** begin DATA IN THIS EXERCISE **

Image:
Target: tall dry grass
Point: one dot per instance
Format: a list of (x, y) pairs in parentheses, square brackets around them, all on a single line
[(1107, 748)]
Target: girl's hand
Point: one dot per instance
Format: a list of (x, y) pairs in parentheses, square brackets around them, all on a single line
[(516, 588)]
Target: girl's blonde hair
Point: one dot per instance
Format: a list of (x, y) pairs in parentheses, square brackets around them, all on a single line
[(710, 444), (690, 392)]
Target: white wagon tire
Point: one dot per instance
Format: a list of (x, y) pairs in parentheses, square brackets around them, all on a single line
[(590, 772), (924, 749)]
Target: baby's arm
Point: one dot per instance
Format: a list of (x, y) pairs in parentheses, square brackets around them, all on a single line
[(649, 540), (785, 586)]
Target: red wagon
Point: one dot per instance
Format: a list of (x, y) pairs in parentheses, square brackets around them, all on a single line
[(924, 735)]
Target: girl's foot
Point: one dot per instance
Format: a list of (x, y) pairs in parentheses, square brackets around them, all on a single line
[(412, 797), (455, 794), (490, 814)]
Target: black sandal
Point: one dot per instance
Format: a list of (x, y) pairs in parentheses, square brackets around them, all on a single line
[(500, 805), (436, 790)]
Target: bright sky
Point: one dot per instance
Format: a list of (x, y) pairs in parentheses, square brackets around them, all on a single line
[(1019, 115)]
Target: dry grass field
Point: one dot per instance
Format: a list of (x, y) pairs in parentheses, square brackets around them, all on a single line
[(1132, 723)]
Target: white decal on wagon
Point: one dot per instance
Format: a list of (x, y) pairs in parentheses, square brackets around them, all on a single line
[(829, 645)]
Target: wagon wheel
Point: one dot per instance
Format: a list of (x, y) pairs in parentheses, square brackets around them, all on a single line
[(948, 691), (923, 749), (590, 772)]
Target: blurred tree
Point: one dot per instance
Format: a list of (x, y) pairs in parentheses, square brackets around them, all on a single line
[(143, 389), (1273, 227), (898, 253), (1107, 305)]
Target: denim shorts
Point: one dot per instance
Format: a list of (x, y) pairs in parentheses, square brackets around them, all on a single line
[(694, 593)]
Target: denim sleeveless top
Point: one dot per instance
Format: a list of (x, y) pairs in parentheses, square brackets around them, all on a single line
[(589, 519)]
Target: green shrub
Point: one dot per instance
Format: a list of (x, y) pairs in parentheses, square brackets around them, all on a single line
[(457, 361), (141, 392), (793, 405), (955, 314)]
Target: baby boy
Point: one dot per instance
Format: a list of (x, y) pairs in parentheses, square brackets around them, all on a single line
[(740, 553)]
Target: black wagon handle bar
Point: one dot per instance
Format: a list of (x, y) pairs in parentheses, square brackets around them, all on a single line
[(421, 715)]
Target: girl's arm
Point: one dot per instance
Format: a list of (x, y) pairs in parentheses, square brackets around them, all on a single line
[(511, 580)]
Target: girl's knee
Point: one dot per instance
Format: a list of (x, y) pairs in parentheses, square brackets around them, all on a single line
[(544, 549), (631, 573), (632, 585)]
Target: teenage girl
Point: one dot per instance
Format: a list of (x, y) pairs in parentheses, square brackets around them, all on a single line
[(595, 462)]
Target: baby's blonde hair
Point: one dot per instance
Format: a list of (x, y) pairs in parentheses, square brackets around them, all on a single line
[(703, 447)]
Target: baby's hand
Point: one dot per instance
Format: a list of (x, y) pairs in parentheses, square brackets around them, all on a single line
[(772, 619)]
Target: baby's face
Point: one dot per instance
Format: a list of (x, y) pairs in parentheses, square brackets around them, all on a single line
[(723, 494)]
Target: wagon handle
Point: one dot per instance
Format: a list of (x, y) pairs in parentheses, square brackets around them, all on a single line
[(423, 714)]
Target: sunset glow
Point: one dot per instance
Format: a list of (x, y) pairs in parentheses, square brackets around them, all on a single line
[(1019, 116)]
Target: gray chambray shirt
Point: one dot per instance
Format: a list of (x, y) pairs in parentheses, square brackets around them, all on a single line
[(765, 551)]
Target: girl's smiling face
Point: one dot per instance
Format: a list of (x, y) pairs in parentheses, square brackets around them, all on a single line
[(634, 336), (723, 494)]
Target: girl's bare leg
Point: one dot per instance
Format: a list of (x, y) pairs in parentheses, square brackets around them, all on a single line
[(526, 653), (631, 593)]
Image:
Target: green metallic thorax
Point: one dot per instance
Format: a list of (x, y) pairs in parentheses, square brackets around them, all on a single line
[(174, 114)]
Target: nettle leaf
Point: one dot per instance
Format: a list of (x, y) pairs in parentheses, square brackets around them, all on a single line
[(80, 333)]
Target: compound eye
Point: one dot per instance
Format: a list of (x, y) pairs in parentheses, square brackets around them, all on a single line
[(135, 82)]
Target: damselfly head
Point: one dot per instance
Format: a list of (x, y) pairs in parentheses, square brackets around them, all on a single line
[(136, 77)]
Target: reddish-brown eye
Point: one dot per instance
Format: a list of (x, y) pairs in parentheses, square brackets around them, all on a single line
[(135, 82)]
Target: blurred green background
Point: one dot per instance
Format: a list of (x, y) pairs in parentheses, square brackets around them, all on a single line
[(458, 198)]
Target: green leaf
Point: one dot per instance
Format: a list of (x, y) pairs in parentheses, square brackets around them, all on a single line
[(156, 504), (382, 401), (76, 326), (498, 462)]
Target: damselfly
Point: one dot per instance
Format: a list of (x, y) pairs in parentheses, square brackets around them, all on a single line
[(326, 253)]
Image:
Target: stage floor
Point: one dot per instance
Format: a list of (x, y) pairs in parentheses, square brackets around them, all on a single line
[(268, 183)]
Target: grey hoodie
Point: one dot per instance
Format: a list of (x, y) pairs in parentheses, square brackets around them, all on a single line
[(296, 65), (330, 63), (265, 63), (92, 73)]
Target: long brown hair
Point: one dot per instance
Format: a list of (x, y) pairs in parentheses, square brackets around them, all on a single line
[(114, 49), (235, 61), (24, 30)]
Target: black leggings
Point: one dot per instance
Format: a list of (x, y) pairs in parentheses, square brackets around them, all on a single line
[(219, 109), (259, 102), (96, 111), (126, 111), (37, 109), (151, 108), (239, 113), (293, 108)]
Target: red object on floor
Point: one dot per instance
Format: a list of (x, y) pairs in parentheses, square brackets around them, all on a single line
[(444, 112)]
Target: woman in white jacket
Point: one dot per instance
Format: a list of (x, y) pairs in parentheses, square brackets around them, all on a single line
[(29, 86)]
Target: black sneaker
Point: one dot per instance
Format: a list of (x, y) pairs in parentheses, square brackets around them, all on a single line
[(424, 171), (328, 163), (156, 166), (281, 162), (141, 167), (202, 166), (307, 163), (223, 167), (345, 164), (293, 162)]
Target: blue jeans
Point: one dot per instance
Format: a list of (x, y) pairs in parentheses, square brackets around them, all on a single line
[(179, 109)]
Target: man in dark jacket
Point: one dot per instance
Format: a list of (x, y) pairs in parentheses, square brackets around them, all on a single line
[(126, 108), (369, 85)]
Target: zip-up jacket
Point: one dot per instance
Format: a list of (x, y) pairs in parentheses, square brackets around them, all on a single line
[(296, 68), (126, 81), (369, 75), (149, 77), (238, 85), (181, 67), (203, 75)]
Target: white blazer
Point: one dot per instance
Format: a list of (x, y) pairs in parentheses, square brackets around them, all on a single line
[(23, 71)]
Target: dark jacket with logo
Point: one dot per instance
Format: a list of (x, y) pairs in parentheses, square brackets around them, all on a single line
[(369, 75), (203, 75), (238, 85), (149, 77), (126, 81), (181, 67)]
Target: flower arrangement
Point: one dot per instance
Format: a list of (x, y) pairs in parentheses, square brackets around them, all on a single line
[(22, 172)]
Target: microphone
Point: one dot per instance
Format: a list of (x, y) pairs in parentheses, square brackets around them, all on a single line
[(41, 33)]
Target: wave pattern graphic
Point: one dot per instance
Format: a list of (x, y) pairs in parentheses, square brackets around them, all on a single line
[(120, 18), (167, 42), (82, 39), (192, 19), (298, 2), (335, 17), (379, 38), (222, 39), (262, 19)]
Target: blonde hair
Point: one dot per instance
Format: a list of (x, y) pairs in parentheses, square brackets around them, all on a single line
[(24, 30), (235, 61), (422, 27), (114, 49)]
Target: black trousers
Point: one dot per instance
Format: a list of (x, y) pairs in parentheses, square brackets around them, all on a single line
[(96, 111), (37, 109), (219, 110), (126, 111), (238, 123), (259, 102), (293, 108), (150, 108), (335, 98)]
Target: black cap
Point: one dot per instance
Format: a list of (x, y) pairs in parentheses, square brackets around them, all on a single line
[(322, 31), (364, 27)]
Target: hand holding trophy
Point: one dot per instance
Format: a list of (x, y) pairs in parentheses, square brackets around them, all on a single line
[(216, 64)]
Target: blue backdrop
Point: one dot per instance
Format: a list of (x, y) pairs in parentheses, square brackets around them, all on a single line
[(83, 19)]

** end DATA IN THIS EXERCISE **

§ **EXERCISE DETAILS**
Rescale the answer coordinates by multiplying each by 0.2 and rounding to whole numbers, with halves rounded up, then give everything from the line containing "Target: dark jacket with logo" down to the line containing "[(22, 172)]" again, requests included. Leave the requests and their format samples unchanged.

§ **RESPONSE**
Target: dark jacket with logo
Point: one dot per instance
Format: a list of (x, y) pairs in parentheses, square brackets around them, all on a single line
[(74, 15), (41, 15), (48, 17), (30, 15), (25, 16), (36, 13)]
Target: flower arrangement
Point: one dot per instance
Format: a list of (x, y) pairs in parentheses, square brackets around them, all on a single line
[(4, 34)]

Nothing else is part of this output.